Exercise data:

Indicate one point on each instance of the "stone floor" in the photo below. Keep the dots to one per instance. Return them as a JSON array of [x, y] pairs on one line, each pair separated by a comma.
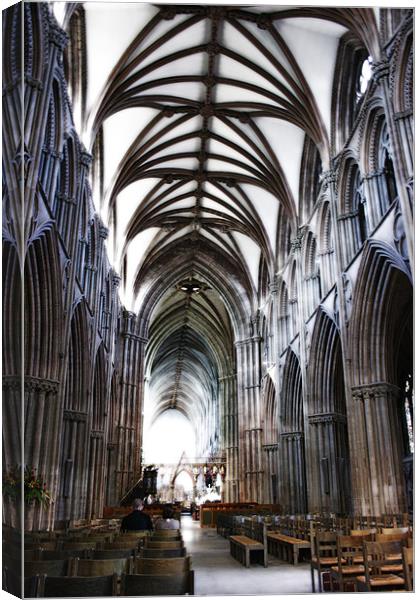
[[218, 574]]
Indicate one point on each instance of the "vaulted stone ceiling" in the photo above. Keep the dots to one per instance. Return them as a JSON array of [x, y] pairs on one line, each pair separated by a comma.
[[200, 115]]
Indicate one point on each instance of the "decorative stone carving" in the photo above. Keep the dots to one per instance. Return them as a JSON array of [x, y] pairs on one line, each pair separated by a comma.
[[400, 238], [331, 417], [348, 296], [75, 415], [380, 70], [58, 36], [291, 435], [376, 390]]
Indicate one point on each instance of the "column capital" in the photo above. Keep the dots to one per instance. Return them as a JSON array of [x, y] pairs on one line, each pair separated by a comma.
[[58, 36], [375, 390], [380, 70]]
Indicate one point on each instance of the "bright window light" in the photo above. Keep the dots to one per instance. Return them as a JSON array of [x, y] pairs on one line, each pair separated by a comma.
[[170, 435]]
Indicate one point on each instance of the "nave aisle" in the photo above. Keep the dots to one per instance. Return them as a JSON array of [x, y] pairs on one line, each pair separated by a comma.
[[217, 573]]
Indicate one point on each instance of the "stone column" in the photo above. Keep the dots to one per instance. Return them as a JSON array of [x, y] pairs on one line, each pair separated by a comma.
[[400, 158], [229, 443], [249, 411], [130, 419], [378, 482]]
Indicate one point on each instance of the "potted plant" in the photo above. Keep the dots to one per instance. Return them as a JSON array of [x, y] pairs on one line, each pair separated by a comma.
[[35, 493]]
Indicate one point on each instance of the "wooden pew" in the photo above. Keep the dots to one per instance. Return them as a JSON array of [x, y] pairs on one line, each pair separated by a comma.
[[286, 547], [162, 566], [158, 585], [242, 546]]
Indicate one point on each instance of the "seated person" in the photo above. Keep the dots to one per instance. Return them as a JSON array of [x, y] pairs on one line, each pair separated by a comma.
[[137, 520], [167, 521]]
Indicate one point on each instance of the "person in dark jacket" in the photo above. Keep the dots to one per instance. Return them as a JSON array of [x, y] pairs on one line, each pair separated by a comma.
[[137, 520]]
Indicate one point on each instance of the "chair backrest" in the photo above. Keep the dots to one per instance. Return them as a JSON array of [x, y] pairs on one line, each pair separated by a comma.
[[65, 554], [163, 566], [127, 545], [12, 583], [166, 544], [113, 553], [376, 555], [162, 552], [394, 530], [96, 567], [364, 533], [166, 533], [158, 585], [78, 545], [349, 548], [325, 543], [73, 587], [54, 568], [408, 568], [131, 535], [45, 544], [392, 537]]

Work to complete:
Render the lines above as a two-column CSV with the headers "prompt" and "points", one row per line, with the line's text in the first field and its answer in the second. Quote each field, replace any line breaks with spaces, and leave the picture out.

Full answer:
prompt,points
"Indicate one point on each instance of the ""stone floor"" in the photo below. Keep the dots to one per instance. Return them as a JSON array of [x, y] pairs on one line, each pair separated by a comma.","[[218, 574]]"
"Indicate one point on each instance of the ""vaulted stone ceiling"" in the photo above. Keep the dots to one per instance. Return them as a JSON array of [x, y] pairs on one line, each pair separated by a comma.","[[200, 115]]"
"Indicate one point on each instance of the ""decorative stone carving"" in the photo above. Keep the dots to one per instance. Return them as a JSON array of [x, y] pairs on one line, each pair separated by a comma.","[[400, 238], [331, 417], [348, 296], [75, 415], [380, 70], [58, 36], [291, 435], [376, 390]]"
"Indicate one point on each instance of the ""column capital"" in the photo above. Keep the dots to one per instance. Return them as a JSON array of [x, y] pairs on one line, each pair separated by a comma.","[[58, 36], [375, 390], [380, 70]]"
"Indicate one point on each instance of the ""bright window light"" in the photo above. Keep the dots to one per instance. Return them as a JSON array of [x, y] pairs on one line, each pair separated by a comma.","[[170, 435]]"
"Indicate one point on each instance of the ""nave aisle"" in the photo above. Keep the dots to one per instance. Return them as a JSON array of [x, y] pairs on one line, each pair separated by a comma.","[[217, 573]]"
"Indicate one point on each instance of the ""stone column"" in the photo above. Keep the dots to one per instance. Return them as a JSON array of [x, y] pairs on one line, each pair separated by a comma.","[[400, 158], [229, 443], [249, 411], [130, 419], [378, 482]]"
"Indicate one point on each instance of the ""potted plant"" in the photo above. Keep the dots to one per instance. Return them as a JSON array of [x, y] pairs on one line, each pair separated by a comma.","[[35, 493]]"
"Indicate one point on each instance of the ""wooden pew"" in the photo above. Keep the dots to one per instance. Return them as a JSON array of [x, y] pairs on one line, each pair separated by a comma.","[[286, 547], [162, 566], [158, 585], [242, 546]]"
"Indicate one point on each instance of the ""seated person"" in the photo above. Keep the dots to one per instance. Return them as a JSON array of [x, y] pairs on one line, each pair separated by a comma.","[[137, 520], [167, 521]]"
"Indicate one point on each instance of the ""person in dark jacket"" in the photo above. Keep the dots to one per instance. Return them as a JSON array of [x, y] pairs on one line, each pair separated by a comma.","[[137, 520]]"
"Indicate one point on each instance of the ""chair backrest"" in the photo above. Keep the dots to one per instance. Return them as a JSON array of [x, y] pairs on one line, each pair separated by a comma.","[[65, 554], [163, 566], [127, 545], [12, 583], [166, 544], [113, 553], [376, 555], [162, 552], [394, 530], [96, 567], [364, 533], [166, 533], [158, 585], [78, 545], [349, 548], [325, 543], [73, 587], [54, 568], [408, 568], [131, 535], [45, 544], [392, 537]]"